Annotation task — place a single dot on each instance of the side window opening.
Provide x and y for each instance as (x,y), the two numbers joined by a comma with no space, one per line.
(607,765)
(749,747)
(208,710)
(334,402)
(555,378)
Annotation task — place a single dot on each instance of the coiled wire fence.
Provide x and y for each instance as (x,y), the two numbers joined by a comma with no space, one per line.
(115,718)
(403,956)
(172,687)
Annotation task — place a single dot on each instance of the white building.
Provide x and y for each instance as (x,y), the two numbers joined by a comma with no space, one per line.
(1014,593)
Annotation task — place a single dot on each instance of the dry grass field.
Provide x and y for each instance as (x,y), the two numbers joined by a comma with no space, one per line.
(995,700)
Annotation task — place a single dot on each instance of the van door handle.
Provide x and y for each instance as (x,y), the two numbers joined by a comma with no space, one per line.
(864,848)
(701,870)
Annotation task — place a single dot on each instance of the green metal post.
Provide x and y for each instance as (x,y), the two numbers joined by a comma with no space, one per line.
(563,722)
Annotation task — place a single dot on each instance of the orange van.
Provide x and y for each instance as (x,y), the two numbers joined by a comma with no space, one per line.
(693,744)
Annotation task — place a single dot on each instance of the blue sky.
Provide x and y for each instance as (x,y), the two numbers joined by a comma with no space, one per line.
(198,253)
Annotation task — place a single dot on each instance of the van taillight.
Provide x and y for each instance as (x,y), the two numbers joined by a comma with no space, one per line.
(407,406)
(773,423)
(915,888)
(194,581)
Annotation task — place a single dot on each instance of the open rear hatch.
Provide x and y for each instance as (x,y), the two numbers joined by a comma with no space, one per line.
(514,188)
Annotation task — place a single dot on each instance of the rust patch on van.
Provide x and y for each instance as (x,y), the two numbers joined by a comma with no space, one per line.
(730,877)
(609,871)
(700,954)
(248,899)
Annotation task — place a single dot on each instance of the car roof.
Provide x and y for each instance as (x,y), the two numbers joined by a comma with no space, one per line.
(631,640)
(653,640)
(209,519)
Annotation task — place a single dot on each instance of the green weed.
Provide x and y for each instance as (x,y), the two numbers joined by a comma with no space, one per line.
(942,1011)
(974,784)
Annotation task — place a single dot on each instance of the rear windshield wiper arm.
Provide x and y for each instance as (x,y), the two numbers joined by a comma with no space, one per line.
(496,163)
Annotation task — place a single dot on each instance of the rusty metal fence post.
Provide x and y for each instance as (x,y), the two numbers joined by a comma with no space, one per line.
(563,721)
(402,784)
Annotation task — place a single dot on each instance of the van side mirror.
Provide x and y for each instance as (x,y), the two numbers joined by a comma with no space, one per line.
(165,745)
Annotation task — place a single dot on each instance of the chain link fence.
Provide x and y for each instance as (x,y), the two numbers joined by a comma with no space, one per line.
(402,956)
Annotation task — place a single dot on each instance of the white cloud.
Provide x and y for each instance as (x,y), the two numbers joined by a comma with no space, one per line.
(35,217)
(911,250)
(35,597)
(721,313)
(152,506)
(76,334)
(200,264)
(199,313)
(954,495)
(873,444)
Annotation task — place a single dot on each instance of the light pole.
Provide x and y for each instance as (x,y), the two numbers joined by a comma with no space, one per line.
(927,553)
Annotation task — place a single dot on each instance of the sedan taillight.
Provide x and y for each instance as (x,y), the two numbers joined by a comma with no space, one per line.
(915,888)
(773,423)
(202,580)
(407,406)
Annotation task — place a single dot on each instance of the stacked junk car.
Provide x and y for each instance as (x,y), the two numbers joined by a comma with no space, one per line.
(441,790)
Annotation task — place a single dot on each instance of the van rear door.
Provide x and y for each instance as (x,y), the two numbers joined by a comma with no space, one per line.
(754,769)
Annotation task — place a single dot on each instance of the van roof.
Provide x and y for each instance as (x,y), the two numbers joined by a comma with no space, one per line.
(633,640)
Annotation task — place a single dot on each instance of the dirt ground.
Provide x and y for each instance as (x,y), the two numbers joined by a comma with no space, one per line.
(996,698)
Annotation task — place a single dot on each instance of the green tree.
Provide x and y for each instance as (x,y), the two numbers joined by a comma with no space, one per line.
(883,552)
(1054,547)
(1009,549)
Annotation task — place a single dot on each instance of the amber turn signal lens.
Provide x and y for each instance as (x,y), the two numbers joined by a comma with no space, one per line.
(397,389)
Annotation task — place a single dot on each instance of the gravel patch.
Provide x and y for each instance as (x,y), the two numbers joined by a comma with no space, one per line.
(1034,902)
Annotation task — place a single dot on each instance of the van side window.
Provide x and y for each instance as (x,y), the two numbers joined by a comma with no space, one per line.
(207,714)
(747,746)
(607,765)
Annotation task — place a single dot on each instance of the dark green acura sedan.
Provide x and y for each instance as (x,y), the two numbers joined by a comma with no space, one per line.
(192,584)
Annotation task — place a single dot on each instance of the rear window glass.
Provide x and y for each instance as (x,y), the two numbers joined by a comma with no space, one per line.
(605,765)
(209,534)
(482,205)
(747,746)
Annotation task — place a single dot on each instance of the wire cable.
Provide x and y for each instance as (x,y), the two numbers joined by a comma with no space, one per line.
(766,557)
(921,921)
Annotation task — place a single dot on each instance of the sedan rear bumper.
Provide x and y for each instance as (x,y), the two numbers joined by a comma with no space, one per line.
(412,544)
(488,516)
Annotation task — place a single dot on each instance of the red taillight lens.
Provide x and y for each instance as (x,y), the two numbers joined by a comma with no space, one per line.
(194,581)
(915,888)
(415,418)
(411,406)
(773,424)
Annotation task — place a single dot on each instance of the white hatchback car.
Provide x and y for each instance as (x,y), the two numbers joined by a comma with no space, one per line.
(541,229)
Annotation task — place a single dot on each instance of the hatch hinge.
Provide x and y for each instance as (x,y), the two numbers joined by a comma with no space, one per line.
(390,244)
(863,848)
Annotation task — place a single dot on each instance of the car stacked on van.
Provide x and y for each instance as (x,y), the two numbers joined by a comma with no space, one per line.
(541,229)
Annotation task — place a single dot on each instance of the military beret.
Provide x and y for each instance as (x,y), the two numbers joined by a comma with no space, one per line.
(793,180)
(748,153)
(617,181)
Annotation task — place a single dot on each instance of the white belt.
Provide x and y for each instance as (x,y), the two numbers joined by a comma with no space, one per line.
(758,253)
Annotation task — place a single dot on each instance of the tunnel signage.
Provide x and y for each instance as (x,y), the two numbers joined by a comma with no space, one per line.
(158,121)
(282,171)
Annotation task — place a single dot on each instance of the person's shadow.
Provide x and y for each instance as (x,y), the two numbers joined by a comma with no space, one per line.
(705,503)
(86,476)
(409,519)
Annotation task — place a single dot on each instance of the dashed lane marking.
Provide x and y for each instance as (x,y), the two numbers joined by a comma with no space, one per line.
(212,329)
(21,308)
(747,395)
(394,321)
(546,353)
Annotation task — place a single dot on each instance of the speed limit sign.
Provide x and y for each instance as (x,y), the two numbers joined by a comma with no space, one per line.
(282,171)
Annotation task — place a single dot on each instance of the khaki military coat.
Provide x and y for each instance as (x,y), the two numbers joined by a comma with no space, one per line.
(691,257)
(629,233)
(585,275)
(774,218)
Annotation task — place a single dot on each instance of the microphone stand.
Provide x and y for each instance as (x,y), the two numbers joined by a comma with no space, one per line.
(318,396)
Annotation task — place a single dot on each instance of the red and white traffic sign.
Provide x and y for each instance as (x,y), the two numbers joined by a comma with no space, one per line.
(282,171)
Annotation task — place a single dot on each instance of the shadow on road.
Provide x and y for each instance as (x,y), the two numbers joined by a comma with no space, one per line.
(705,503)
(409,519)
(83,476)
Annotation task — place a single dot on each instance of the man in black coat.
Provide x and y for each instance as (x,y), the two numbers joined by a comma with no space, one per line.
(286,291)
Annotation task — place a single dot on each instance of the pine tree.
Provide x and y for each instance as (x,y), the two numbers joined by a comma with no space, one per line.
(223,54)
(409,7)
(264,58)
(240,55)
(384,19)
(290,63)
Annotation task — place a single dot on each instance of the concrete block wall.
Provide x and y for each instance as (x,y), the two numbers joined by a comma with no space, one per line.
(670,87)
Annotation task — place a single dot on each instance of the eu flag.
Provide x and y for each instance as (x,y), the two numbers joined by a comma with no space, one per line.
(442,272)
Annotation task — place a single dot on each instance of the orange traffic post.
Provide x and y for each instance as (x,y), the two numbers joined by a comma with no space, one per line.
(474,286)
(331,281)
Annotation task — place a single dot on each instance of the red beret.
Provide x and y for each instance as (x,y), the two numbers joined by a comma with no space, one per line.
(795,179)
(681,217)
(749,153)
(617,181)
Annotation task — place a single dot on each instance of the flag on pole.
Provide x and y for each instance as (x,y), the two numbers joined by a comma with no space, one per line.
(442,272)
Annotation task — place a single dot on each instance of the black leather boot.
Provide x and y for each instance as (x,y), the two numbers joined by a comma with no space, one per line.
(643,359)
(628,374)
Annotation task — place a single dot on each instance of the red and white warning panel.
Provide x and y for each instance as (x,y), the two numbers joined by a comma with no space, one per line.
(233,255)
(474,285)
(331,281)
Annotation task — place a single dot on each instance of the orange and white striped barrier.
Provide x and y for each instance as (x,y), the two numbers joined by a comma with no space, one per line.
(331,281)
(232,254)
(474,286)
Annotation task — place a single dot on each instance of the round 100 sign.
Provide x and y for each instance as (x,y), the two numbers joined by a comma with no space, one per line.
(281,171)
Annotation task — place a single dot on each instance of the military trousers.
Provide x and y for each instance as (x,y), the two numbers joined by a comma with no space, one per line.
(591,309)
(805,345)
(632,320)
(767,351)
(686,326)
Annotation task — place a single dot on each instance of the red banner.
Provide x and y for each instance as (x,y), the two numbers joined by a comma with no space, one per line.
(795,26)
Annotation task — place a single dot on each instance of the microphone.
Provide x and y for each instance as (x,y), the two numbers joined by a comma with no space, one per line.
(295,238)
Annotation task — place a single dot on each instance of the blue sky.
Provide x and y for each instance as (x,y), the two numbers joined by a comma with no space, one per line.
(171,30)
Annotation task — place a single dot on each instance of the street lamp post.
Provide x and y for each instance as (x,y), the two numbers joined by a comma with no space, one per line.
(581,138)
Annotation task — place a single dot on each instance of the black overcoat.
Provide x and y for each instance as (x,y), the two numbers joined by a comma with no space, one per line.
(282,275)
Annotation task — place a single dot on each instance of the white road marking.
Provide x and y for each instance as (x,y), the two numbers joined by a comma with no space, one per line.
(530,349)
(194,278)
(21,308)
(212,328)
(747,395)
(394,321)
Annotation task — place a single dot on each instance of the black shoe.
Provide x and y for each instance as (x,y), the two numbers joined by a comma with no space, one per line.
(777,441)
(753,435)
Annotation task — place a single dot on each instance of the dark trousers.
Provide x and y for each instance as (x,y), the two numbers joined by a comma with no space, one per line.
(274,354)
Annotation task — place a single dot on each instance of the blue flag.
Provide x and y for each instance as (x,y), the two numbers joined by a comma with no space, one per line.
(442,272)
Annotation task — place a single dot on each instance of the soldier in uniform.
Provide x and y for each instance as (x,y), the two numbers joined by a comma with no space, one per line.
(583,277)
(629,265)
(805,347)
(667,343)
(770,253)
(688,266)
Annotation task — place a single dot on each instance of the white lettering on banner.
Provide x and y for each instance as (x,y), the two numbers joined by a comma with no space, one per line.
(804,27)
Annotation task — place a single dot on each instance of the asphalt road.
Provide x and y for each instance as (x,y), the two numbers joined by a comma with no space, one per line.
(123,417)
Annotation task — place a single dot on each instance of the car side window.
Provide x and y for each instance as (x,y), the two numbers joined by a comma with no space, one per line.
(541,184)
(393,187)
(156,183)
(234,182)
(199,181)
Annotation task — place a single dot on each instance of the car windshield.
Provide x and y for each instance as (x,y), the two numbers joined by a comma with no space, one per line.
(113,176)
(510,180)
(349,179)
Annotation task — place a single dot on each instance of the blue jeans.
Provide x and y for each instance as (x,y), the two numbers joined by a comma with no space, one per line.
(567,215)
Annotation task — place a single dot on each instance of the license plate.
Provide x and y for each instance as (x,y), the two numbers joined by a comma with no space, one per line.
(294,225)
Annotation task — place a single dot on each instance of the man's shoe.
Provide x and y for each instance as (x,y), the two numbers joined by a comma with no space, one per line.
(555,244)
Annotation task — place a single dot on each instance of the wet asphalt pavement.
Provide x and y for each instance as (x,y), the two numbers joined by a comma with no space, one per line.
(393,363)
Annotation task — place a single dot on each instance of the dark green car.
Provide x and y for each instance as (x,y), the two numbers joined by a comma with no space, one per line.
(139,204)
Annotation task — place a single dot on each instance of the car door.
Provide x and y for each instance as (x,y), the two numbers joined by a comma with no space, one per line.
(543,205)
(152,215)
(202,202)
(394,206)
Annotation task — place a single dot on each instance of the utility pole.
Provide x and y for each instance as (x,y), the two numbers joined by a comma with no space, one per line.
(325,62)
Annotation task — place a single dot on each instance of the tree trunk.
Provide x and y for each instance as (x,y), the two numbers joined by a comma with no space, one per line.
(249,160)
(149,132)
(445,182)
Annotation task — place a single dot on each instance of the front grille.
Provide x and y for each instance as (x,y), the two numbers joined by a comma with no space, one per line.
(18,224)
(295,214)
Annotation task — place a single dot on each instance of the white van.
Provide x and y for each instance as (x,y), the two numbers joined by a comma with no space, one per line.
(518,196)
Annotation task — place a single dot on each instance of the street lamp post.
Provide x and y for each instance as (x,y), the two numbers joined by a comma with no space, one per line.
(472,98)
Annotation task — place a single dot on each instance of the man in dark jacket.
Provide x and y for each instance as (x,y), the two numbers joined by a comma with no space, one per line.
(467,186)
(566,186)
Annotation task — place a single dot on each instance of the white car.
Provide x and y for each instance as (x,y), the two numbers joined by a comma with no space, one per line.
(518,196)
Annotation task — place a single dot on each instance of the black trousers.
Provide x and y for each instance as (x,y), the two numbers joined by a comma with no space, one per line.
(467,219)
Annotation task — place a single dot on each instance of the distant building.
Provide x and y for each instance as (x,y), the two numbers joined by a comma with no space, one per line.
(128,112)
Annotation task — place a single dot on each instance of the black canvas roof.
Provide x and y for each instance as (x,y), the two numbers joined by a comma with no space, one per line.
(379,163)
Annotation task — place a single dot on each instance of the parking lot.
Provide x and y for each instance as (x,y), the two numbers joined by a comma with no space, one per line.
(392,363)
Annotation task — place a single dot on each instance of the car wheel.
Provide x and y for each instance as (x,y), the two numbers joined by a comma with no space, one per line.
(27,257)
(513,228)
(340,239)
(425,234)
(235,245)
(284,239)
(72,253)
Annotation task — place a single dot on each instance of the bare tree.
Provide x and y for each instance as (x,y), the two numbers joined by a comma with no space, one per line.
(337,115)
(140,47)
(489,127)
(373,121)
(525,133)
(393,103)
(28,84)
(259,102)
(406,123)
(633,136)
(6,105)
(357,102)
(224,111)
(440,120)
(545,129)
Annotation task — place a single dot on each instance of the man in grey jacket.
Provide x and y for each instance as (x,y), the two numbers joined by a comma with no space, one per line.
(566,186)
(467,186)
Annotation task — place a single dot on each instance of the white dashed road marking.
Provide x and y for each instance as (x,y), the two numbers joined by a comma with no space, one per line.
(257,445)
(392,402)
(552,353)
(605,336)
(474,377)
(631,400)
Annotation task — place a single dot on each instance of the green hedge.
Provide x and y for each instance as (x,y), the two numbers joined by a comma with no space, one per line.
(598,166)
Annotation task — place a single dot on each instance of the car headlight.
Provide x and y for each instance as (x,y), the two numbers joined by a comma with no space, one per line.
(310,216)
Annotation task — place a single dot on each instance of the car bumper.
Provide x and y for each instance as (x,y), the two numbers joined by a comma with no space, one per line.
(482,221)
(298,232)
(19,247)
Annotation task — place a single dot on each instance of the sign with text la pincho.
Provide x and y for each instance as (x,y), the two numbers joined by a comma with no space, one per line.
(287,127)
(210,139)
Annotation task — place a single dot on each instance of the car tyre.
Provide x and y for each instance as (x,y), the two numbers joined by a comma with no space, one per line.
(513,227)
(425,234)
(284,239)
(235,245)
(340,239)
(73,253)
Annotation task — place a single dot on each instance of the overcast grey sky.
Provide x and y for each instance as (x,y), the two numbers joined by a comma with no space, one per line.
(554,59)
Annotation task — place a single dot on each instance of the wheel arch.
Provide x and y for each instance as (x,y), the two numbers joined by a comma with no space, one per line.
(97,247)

▸ Work task: In the entries above, find the line holding "the military trousers." and the line holding "the red banner."; print both of them and every line between, exactly, and nothing else.

▸ Exercise response:
Annotation task — place a single dot on each instance of the military trousers.
Provide x and y for each instance as (x,y), the two numbers joined by a comma with no space, one per line.
(591,309)
(805,345)
(632,320)
(767,351)
(686,326)
Annotation task — place a single dot on each instance of the red banner.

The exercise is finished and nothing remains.